- [任务要求]: 把下面所有记录原样重写一遍，一字不改。

- [数据部分]:
++++
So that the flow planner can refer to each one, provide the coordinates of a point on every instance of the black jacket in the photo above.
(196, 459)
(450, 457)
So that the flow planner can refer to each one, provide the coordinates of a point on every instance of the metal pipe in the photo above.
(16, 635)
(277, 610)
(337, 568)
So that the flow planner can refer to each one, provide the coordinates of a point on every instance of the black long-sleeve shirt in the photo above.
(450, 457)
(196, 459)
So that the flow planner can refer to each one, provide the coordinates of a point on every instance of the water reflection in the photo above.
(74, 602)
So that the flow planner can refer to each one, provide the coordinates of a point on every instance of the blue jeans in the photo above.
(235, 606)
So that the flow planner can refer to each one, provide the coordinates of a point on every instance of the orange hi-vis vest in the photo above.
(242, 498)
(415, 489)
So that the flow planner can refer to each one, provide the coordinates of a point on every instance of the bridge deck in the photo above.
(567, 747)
++++
- [正确输出]:
So that the flow planner can refer to each one, provide the coordinates of a point on every instance of the black jacket in the photo above.
(196, 459)
(450, 457)
So that the flow planner can refer to each one, provide the coordinates of a point on every instance of the metal pipe in the photo above.
(16, 635)
(277, 610)
(337, 568)
So that the flow planner can refer to each one, provide the coordinates of a point on every instance of the black long-sleeve shirt in the photo above.
(450, 457)
(196, 459)
So that the flow planner can refer to each one, provide the coordinates of a point on every instance of the water reflection in the photo above.
(74, 602)
So that the flow planner can refer to each one, provide the coordinates of a point on every instance of the blue jeans in the photo above.
(235, 606)
So that the flow planner can refer to each one, provide the coordinates of a point on every instance of the orange hi-vis vest in the photo above.
(242, 498)
(415, 489)
So that the flow planner can refer to each one, provide the coordinates of a point on every instance of the bridge deck in the photo above.
(567, 747)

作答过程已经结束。